(Stored records)
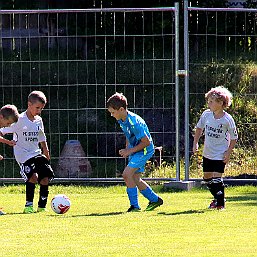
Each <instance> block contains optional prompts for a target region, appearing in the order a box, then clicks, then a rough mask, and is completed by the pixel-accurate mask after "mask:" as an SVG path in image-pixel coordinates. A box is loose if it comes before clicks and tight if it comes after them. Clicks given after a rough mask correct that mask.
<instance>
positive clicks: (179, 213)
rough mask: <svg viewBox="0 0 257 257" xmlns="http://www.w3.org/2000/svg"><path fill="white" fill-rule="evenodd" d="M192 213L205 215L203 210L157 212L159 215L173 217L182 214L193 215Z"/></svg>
mask: <svg viewBox="0 0 257 257" xmlns="http://www.w3.org/2000/svg"><path fill="white" fill-rule="evenodd" d="M194 213H205V210H188V211H180V212H172V213H171V212H158V214H159V215H167V216H175V215H184V214H194Z"/></svg>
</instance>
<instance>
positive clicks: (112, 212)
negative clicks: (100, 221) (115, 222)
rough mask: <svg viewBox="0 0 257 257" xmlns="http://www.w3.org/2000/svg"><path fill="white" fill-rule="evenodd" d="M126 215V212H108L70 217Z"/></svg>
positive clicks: (92, 213) (72, 215)
mask: <svg viewBox="0 0 257 257" xmlns="http://www.w3.org/2000/svg"><path fill="white" fill-rule="evenodd" d="M121 214H124V212H107V213H90V214H78V215H71V216H70V217H91V216H93V217H101V216H116V215H121Z"/></svg>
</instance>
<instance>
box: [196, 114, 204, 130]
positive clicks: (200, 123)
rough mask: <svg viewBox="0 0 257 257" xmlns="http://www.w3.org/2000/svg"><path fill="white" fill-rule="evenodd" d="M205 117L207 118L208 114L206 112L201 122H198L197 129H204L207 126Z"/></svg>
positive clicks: (199, 119) (201, 117) (201, 119)
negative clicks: (206, 114)
mask: <svg viewBox="0 0 257 257" xmlns="http://www.w3.org/2000/svg"><path fill="white" fill-rule="evenodd" d="M205 116H206V113H205V112H204V113H203V114H202V115H201V117H200V119H199V121H198V122H197V124H196V128H200V129H204V126H205Z"/></svg>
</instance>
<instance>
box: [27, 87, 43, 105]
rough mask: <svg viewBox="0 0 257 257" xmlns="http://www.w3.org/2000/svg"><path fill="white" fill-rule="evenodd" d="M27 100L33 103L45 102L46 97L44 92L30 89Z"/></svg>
mask: <svg viewBox="0 0 257 257" xmlns="http://www.w3.org/2000/svg"><path fill="white" fill-rule="evenodd" d="M28 101H29V102H31V103H35V102H37V101H39V102H41V103H42V104H46V102H47V99H46V96H45V94H44V93H43V92H42V91H37V90H35V91H32V92H31V93H30V94H29V96H28Z"/></svg>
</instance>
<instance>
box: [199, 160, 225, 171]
mask: <svg viewBox="0 0 257 257" xmlns="http://www.w3.org/2000/svg"><path fill="white" fill-rule="evenodd" d="M225 166H226V163H224V162H223V161H222V160H210V159H208V158H205V157H203V172H219V173H224V170H225Z"/></svg>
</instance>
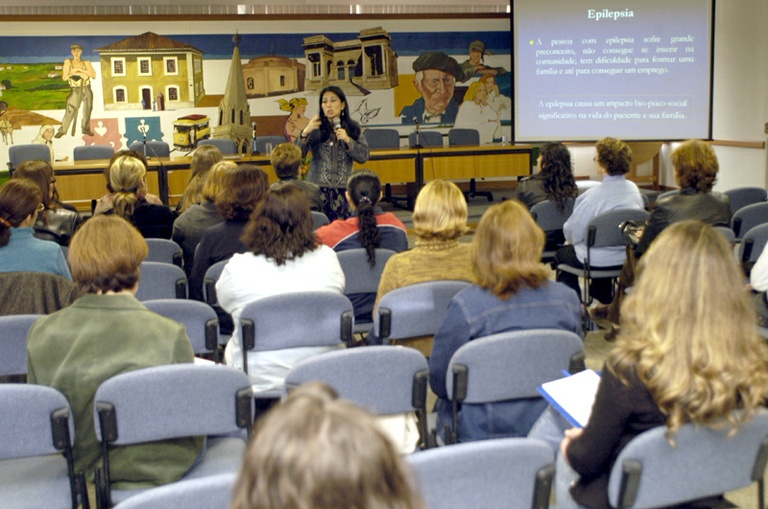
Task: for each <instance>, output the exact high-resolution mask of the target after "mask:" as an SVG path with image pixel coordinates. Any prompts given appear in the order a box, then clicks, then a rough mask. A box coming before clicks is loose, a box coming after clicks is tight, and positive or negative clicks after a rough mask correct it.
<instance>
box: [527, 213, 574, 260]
mask: <svg viewBox="0 0 768 509" xmlns="http://www.w3.org/2000/svg"><path fill="white" fill-rule="evenodd" d="M574 201H575V200H574V199H573V198H568V199H566V202H565V207H564V208H563V210H560V207H559V206H558V204H557V202H556V201H553V200H544V201H541V202H539V203H537V204H536V205H534V206H533V207H531V215H532V216H533V218H534V219H535V220H536V224H538V225H539V226H540V227H541V229H542V230H544V234H545V235H546V237H547V244H550V243H553V242H558V241H559V242H560V243H564V242H565V238H563V225H564V224H565V222H566V221H567V220H568V218H569V217H571V213H572V212H573V203H574ZM550 247H552V248H554V247H555V246H550ZM556 251H557V249H556V248H555V249H547V246H544V251H543V252H542V253H541V261H542V262H551V261H552V260H553V259H554V257H555V252H556Z"/></svg>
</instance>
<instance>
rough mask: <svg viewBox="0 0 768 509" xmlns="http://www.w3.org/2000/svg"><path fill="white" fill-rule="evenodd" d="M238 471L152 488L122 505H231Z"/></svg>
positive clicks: (134, 505) (184, 507) (195, 505)
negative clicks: (234, 487)
mask: <svg viewBox="0 0 768 509" xmlns="http://www.w3.org/2000/svg"><path fill="white" fill-rule="evenodd" d="M235 479H237V474H219V475H212V476H208V477H202V478H199V479H190V480H187V481H179V482H175V483H172V484H167V485H165V486H159V487H157V488H152V489H151V490H147V491H145V492H144V493H139V494H138V495H136V496H134V497H131V498H129V499H128V500H126V501H125V502H121V503H120V504H118V505H117V506H116V508H119V509H229V507H230V505H231V503H232V490H233V488H234V485H235Z"/></svg>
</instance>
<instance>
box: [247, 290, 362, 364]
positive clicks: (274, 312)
mask: <svg viewBox="0 0 768 509" xmlns="http://www.w3.org/2000/svg"><path fill="white" fill-rule="evenodd" d="M240 324H241V327H242V340H243V366H244V367H245V369H246V370H247V369H248V368H247V366H248V362H247V358H246V356H247V353H248V351H269V350H281V349H284V348H296V347H305V346H336V345H338V344H339V343H345V344H347V345H349V344H350V343H351V341H352V327H353V325H354V314H353V311H352V303H351V302H350V301H349V299H348V298H347V297H345V296H344V295H341V294H339V293H335V292H330V291H307V292H294V293H283V294H280V295H273V296H269V297H263V298H261V299H258V300H255V301H253V302H250V303H248V304H246V306H245V307H244V308H243V311H242V313H241V314H240Z"/></svg>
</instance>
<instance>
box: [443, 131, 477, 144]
mask: <svg viewBox="0 0 768 509" xmlns="http://www.w3.org/2000/svg"><path fill="white" fill-rule="evenodd" d="M448 145H449V146H451V147H460V146H475V145H480V131H478V130H477V129H463V128H456V127H454V128H453V129H451V130H450V131H448Z"/></svg>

■ YOUR TASK
After locating the line holding "box: [527, 213, 574, 260]" above, output exactly that line and every line after it through the line holding "positive clicks: (134, 505)". Include nothing else.

■ WRITTEN RESPONSE
box: [527, 213, 574, 260]
mask: <svg viewBox="0 0 768 509" xmlns="http://www.w3.org/2000/svg"><path fill="white" fill-rule="evenodd" d="M574 201H575V200H574V199H573V198H568V199H566V202H565V207H564V208H563V210H560V207H559V206H558V204H557V202H556V201H553V200H544V201H541V202H539V203H537V204H536V205H534V206H533V207H531V215H532V216H533V218H534V219H535V220H536V224H538V225H539V226H540V227H541V229H542V230H544V234H545V235H546V237H547V244H550V243H553V242H558V241H559V242H560V243H564V242H565V238H563V225H564V224H565V222H566V221H567V220H568V218H569V217H571V213H572V212H573V203H574ZM550 247H552V248H554V247H555V246H550ZM556 251H557V249H556V248H555V249H547V246H544V251H543V252H542V253H541V261H542V262H551V261H552V260H553V259H554V257H555V252H556Z"/></svg>
</instance>
<instance>
rough mask: <svg viewBox="0 0 768 509" xmlns="http://www.w3.org/2000/svg"><path fill="white" fill-rule="evenodd" d="M238 471L152 488L122 505H231Z"/></svg>
positive clicks: (134, 505) (184, 507) (195, 505)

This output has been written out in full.